Exercise aim: Write out the whole listing exactly.

Available data:
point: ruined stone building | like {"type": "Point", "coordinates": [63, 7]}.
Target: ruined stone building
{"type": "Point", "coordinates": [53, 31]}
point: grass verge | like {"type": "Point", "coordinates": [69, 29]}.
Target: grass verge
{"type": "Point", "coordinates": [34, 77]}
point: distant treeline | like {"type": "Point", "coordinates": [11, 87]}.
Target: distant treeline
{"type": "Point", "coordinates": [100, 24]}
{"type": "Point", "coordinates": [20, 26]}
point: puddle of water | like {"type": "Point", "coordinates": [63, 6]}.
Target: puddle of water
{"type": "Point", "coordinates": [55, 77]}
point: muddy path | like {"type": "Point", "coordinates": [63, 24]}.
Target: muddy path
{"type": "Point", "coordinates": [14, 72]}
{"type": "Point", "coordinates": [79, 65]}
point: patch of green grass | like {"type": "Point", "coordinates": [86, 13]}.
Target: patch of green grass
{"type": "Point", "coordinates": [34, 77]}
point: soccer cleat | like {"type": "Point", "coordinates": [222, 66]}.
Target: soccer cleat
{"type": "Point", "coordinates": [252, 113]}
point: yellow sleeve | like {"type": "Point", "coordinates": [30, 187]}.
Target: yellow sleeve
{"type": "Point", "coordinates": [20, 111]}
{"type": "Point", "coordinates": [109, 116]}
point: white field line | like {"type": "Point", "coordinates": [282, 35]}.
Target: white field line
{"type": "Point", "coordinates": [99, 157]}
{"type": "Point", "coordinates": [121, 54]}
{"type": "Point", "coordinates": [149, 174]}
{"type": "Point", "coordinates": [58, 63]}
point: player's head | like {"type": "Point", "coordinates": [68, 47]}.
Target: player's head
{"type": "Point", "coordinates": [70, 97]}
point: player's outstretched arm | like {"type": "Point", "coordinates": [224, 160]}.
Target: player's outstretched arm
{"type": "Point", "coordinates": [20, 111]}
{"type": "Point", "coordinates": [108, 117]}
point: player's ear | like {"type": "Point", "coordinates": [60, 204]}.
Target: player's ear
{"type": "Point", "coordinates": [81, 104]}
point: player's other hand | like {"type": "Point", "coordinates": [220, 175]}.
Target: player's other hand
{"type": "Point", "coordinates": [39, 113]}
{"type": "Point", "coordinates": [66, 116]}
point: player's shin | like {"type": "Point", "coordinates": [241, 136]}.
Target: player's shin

Response to this task:
point: ruined stone building | like {"type": "Point", "coordinates": [63, 7]}.
Target: ruined stone building
{"type": "Point", "coordinates": [53, 31]}
point: grass verge | like {"type": "Point", "coordinates": [69, 29]}.
Target: grass verge
{"type": "Point", "coordinates": [34, 77]}
point: distant treeline | like {"type": "Point", "coordinates": [11, 87]}.
Target: distant treeline
{"type": "Point", "coordinates": [100, 24]}
{"type": "Point", "coordinates": [20, 26]}
point: puddle of water | like {"type": "Point", "coordinates": [63, 6]}.
Target: puddle of water
{"type": "Point", "coordinates": [55, 77]}
point: muddy path | like {"type": "Point", "coordinates": [63, 24]}.
Target: muddy path
{"type": "Point", "coordinates": [14, 72]}
{"type": "Point", "coordinates": [79, 65]}
point: patch of green grass | like {"type": "Point", "coordinates": [86, 13]}.
Target: patch of green grass
{"type": "Point", "coordinates": [34, 77]}
point: soccer cleat | like {"type": "Point", "coordinates": [222, 66]}.
Target: soccer cleat
{"type": "Point", "coordinates": [252, 113]}
point: yellow sleeve | like {"type": "Point", "coordinates": [30, 187]}.
Target: yellow sleeve
{"type": "Point", "coordinates": [20, 111]}
{"type": "Point", "coordinates": [109, 116]}
point: white field line | like {"type": "Point", "coordinates": [282, 35]}.
Target: white field line
{"type": "Point", "coordinates": [99, 157]}
{"type": "Point", "coordinates": [121, 54]}
{"type": "Point", "coordinates": [149, 174]}
{"type": "Point", "coordinates": [58, 63]}
point: player's head | like {"type": "Point", "coordinates": [68, 47]}.
Target: player's head
{"type": "Point", "coordinates": [70, 97]}
point: player's outstretched arm | like {"type": "Point", "coordinates": [224, 160]}.
Target: player's outstretched arm
{"type": "Point", "coordinates": [20, 111]}
{"type": "Point", "coordinates": [108, 117]}
point: player's ear | like {"type": "Point", "coordinates": [60, 204]}.
Target: player's ear
{"type": "Point", "coordinates": [81, 104]}
point: player's other hand | like {"type": "Point", "coordinates": [220, 175]}.
Target: player's other hand
{"type": "Point", "coordinates": [39, 113]}
{"type": "Point", "coordinates": [66, 116]}
point: player's shin | like {"type": "Point", "coordinates": [241, 136]}.
Target: player's shin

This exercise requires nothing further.